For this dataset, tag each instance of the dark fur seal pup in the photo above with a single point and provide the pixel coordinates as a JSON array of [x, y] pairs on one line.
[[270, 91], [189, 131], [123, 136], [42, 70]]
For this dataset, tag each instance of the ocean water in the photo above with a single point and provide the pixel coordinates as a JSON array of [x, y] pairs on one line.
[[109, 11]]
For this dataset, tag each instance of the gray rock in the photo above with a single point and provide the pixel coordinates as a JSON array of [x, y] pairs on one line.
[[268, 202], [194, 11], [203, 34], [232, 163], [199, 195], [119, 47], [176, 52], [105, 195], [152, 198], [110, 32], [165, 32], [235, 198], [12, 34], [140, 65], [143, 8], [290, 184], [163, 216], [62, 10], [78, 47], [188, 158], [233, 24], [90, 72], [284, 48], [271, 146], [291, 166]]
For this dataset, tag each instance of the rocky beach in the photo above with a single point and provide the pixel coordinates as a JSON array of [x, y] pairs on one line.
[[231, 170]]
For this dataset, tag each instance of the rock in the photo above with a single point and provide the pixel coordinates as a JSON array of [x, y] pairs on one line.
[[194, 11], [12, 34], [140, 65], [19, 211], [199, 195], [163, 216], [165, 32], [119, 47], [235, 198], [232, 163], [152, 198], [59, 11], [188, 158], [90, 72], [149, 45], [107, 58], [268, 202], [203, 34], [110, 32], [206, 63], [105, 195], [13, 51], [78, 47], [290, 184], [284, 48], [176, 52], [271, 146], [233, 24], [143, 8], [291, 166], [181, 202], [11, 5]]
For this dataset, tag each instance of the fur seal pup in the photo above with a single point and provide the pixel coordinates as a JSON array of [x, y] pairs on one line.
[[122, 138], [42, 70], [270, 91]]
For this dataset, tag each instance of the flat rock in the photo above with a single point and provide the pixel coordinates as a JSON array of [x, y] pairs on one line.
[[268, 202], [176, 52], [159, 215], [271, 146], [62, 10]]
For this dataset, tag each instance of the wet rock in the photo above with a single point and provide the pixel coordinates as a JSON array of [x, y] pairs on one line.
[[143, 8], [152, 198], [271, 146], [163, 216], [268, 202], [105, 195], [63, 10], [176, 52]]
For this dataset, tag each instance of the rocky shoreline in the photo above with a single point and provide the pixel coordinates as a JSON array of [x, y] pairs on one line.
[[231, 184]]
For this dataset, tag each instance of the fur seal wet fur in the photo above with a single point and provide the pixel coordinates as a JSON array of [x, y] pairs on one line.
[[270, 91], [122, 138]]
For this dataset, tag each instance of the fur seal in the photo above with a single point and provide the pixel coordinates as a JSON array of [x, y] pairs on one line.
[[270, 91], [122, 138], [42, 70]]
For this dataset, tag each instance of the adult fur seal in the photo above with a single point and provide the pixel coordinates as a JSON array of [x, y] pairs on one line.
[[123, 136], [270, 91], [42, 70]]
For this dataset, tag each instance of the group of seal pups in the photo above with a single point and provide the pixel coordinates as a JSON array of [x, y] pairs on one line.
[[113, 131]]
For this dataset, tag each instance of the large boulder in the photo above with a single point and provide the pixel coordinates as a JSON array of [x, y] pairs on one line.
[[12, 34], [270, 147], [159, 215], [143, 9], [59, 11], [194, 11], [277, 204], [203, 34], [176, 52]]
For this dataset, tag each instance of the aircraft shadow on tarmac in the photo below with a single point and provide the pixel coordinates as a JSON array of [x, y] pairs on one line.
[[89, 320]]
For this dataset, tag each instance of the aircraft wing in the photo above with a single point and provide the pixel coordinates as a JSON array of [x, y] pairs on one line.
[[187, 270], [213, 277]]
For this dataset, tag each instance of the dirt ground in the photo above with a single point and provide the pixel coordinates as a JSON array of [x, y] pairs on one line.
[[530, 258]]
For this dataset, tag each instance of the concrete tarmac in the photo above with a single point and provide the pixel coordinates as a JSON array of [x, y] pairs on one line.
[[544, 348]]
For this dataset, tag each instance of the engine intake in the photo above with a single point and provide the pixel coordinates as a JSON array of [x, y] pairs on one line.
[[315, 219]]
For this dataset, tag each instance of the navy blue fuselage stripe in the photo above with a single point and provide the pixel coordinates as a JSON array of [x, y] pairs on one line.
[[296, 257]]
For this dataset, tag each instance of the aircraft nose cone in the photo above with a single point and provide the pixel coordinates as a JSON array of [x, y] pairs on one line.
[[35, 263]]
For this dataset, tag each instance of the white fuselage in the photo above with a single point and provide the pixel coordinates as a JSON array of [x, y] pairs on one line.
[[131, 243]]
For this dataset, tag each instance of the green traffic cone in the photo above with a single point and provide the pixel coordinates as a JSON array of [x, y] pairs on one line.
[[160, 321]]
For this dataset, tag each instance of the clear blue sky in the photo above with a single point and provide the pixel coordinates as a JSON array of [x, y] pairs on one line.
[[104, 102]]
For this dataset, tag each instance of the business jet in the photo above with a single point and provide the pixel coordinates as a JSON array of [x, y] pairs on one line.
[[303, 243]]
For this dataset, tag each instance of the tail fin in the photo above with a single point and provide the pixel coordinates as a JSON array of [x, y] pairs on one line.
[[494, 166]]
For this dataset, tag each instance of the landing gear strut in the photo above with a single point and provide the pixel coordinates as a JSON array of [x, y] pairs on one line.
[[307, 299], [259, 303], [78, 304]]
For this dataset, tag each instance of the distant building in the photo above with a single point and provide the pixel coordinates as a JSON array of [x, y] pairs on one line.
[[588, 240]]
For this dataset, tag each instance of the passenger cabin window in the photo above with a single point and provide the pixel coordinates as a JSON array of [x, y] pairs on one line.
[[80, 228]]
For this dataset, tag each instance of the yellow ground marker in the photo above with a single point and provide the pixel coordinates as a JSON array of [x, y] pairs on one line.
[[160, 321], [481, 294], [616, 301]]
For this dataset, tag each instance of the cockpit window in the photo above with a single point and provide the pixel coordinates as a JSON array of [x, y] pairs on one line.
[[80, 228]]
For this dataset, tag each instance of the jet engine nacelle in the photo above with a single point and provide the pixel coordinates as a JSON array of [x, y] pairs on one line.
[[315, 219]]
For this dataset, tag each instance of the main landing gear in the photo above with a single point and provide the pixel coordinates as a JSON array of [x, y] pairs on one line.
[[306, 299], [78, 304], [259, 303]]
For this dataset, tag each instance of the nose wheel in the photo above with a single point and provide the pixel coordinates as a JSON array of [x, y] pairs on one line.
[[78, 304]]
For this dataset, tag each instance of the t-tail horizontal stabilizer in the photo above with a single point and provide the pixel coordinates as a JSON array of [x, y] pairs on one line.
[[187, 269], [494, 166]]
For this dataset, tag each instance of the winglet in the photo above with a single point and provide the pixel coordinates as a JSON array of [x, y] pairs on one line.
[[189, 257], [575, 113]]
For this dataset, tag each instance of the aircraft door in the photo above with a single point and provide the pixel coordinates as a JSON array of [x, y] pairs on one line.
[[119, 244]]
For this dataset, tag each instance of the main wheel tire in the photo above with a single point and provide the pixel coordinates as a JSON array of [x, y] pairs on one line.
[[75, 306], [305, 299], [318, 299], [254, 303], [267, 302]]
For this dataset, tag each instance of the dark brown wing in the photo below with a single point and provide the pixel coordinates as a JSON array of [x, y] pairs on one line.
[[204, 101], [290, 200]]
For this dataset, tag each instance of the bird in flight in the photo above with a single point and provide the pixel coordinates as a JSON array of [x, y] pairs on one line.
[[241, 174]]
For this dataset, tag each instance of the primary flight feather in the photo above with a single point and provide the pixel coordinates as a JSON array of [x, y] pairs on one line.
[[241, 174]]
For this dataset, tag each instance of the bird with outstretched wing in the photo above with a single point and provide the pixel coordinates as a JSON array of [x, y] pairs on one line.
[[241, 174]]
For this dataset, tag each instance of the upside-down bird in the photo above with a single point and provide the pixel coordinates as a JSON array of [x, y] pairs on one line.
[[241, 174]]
——
# Exercise:
Begin with the line that contains "For this dataset, tag each instance of the t-tail" and end with the last line of the material above. Set down that range exactly.

# Exercise solution:
For this dataset, tag each instance of the t-tail horizontal stabilizer in the photo above with a single point and provide the pixel coordinates as a JSON array of [x, y] pairs on one line.
[[187, 269], [494, 166]]
For this dataset, tag each instance of the winglet in the photo above with a single point and provide the pixel coordinates as a JSON array of [x, y] pairs on one line.
[[189, 257], [575, 113]]
For this dataset, tag each instance of the aircraft door in the photo above with a single point and provide the pixel coordinates as a JSON array of [x, y] pairs on one line.
[[119, 244]]
For this dataset, tag each instance of the main wheel tire in the photo above with a single point and provide the pixel coordinates as a JSON array of [x, y] pairs on one line.
[[75, 306], [305, 299], [318, 299], [254, 303], [267, 302]]
For this dataset, tag each instance of the dark brown wing in the photo below with a single point and provide the pixel coordinates as a JSON array of [x, y] pairs on one line.
[[204, 101], [290, 200]]
For this dataset, tag each instance of the bird in flight in the photo above with a single point and provide the pixel coordinates as a JSON array of [x, y] pairs on one line.
[[241, 174]]
For this dataset, tag each instance of the primary flight feather in the photo above with a single point and provide the pixel coordinates as a JSON array of [x, y] pairs on one line.
[[241, 174]]
For this dataset, tag each instance of the bird with outstretched wing in the photo above with a single point and provide the pixel coordinates as a JSON array of [x, y] pairs on one line.
[[241, 174]]
For this dataset, tag each instance of the upside-down bird in the photo above with a single point and provide the pixel coordinates as a JSON array of [x, y] pairs on one line.
[[241, 174]]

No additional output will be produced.